◆ **WHAT THE TASK REQUIRES**
Check every line of the data for the word "below", and copy those that have it.

RECORDS SHOWN START

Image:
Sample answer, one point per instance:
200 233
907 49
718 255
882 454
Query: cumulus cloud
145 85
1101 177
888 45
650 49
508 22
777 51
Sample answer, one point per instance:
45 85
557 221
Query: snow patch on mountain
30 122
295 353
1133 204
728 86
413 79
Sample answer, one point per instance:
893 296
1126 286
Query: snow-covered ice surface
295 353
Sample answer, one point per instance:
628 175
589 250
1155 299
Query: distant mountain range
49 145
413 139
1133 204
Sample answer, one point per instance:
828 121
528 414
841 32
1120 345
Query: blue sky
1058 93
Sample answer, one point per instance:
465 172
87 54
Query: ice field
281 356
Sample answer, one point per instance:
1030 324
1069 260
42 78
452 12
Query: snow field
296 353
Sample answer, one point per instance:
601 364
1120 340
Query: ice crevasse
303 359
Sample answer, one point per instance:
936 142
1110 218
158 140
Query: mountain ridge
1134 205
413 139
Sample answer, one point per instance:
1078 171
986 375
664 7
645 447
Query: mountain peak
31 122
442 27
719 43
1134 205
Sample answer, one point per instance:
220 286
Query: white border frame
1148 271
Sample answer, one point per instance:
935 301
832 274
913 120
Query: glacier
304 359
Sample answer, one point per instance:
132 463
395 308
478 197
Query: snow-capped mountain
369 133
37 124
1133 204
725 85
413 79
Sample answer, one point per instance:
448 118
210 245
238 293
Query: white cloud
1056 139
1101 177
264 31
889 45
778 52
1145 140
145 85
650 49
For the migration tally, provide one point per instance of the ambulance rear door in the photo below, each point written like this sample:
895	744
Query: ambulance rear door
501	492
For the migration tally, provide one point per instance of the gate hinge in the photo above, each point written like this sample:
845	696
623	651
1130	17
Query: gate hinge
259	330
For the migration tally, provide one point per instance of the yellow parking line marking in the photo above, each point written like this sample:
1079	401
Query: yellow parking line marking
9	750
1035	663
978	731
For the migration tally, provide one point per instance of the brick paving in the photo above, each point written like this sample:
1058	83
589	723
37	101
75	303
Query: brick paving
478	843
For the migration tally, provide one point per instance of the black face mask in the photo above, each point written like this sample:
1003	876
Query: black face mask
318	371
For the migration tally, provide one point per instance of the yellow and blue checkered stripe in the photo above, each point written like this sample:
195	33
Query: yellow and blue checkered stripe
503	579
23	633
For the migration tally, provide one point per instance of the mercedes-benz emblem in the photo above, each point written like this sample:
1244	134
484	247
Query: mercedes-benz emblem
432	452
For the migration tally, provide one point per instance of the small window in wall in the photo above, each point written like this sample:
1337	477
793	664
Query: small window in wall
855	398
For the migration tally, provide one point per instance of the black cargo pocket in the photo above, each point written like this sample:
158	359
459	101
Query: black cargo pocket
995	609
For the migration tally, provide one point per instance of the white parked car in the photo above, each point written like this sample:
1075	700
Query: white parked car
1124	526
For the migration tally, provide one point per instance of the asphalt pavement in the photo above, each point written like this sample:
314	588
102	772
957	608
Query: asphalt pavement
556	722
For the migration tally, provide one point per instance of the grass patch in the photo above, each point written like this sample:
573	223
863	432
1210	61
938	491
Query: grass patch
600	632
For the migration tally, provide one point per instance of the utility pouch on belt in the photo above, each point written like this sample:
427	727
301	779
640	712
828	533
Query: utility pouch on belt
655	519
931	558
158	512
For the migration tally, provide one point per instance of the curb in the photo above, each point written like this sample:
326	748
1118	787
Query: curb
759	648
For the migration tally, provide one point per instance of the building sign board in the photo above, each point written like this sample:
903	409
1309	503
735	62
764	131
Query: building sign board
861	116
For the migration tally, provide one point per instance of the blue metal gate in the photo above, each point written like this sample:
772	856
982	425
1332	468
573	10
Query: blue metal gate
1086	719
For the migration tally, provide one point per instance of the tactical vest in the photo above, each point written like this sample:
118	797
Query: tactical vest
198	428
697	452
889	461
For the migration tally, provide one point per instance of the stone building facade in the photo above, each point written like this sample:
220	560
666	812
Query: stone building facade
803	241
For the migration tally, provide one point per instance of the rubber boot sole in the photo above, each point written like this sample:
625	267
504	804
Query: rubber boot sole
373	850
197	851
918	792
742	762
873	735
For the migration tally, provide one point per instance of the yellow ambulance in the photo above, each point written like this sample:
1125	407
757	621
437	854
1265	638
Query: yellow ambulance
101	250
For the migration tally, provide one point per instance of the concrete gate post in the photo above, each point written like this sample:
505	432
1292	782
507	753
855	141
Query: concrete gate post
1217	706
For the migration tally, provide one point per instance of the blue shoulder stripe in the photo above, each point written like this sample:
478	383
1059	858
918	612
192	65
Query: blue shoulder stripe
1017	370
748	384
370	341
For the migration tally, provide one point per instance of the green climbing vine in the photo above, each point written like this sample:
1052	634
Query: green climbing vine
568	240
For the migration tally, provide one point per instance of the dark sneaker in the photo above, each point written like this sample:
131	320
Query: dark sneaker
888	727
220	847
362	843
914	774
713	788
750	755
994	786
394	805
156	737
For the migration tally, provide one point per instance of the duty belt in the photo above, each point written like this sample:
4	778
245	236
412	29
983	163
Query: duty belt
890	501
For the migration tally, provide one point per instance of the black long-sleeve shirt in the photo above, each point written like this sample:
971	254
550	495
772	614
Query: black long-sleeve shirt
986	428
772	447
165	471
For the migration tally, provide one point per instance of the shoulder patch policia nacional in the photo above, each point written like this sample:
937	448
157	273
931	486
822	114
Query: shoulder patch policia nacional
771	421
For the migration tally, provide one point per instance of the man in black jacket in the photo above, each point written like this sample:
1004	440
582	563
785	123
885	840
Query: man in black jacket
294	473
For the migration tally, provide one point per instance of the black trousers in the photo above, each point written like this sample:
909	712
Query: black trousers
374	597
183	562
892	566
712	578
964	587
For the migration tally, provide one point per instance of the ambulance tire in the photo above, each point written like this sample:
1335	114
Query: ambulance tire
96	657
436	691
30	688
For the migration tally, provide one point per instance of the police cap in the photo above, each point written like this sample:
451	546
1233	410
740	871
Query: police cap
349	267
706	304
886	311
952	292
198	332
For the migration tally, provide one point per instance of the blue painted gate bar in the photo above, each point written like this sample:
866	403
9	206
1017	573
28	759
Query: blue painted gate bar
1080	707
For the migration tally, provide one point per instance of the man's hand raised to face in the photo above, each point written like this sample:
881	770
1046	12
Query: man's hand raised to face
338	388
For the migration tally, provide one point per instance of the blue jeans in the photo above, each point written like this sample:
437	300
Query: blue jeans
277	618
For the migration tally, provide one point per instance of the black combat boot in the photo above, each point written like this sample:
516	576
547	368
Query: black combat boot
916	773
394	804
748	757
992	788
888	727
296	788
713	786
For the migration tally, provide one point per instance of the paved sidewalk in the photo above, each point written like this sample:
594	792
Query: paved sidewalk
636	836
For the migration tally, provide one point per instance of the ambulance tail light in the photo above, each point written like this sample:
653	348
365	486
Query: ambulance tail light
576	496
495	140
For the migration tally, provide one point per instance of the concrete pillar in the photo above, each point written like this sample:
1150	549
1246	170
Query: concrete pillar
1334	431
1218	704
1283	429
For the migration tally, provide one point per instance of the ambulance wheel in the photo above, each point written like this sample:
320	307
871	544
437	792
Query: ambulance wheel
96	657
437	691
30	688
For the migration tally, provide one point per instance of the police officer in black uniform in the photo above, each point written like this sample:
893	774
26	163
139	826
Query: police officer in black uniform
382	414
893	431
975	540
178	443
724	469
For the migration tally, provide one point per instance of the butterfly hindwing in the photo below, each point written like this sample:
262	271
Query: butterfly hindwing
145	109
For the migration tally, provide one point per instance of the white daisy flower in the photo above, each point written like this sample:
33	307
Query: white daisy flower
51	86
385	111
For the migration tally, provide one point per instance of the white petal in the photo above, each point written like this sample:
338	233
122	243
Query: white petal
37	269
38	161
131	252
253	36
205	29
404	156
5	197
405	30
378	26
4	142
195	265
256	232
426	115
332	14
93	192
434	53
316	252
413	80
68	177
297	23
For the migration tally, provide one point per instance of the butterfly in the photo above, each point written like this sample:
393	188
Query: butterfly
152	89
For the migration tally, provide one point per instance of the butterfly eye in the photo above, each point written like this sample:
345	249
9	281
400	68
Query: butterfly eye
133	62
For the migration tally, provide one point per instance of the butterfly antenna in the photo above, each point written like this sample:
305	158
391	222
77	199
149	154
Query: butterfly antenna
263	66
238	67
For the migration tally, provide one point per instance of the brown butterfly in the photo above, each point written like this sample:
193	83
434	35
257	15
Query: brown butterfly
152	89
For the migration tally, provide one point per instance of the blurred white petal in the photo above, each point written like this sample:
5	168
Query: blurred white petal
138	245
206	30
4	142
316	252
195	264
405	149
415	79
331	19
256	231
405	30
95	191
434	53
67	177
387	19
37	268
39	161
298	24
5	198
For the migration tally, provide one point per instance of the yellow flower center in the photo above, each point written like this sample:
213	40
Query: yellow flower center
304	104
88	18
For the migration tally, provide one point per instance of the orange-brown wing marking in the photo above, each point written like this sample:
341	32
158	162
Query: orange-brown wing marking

RECORDS SHOWN END

◆ **FINISHED TASK**
For the migration tally, provide one point per instance of the ambulance rear door in the photo below, each point written like this sample:
For the migration tally, provide one point per instance of the butterfly hindwing in the photo below, each point written like this sample:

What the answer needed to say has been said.